| Passage to read |

..........

- The Washington Times - Friday, February 24, 2017

An organic movement is fighting the Republican agenda at town hall meetings across the country, a progressive group said Friday, pushing back at GOP claims that backlash against President Trump and the likely repeal of Obamacare is more “astroturf” than “grassroots.”

The Town Hall Project, which uses the internet to track when members of Congress will meet with voters in their districts, said it felt the need to “set the record straight.”

“In recent days, some have made the charge that the constituents attending these town halls in the hundreds — sometimes in the thousands — are ’paid protesters’ and that this amazing level of civic engagement is somehow manufactured,” said Town Hall Project founder Jimmy Dahman, who worked as a field organizer for Democratic presidential nominee Hillary Clinton last year.

“This defies common sense and our own eyes and ears,” he said. “Thousands of people from the bluest parts of America to the reddest are politically engaged like never before, and they expect their representatives to take them seriously.”

Congressional Republicans have pledged to dismantle Obamacare this year, but they’ve been heckled and shouted down by liberal activists and constituents at town hall meetings across America, as they struggle to coalesce around a clear path to a better system.

..........

| Activity list |
1. In the article about town hall meetings, what job did Jimmy Dahman hold last year?
2. Name every person the article about town hall meetings mentions by name.
3. Extend the article about town hall meetings, picking up after its final sentence.

..........

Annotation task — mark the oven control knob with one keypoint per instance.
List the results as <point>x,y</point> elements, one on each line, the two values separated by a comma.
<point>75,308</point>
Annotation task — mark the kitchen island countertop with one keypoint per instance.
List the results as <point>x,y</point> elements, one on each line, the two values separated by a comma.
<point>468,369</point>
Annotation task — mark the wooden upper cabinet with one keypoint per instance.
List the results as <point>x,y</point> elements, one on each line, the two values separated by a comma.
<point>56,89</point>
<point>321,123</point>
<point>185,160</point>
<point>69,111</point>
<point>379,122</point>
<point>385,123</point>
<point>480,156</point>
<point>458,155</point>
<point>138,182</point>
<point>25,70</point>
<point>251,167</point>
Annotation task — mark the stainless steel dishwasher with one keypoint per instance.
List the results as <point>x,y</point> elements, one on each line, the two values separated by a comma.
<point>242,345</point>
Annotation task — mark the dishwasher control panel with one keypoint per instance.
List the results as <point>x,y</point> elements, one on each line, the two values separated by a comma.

..........

| Answers given |
1. He worked as a field organizer for Democratic presidential nominee Hillary Clinton.

2. President Trump, Jimmy Dahman, Hillary Clinton

3.
Crowds have booed and hissed at Republicans who show any sign of support for Mr. Trump and his agenda at the boisterous meetings, which have gone viral online.

The backlash hearkens to the fierce tea-party opposition that Democrats faced in 2009, as they crafted Obamacare, only now the shoe is on the other foot.

Republican lawmakers have suggested that this year’s version is driven by activists shuttling in from outside their districts, rather than local voters.

Mr. Dahman said lawmakers who espouse that view will pay a price at the ballot box.

“Town Hall Project has never and will never pay anyone to attend a town hall,” he said. “The very idea is completely in conflict with our values of local civic engagement. And, frankly, if any member of Congress actually believes that these mobilized citizens are not real — and that their concerns are not real — they might find someone else sitting in their chair after Election Day in 2018.”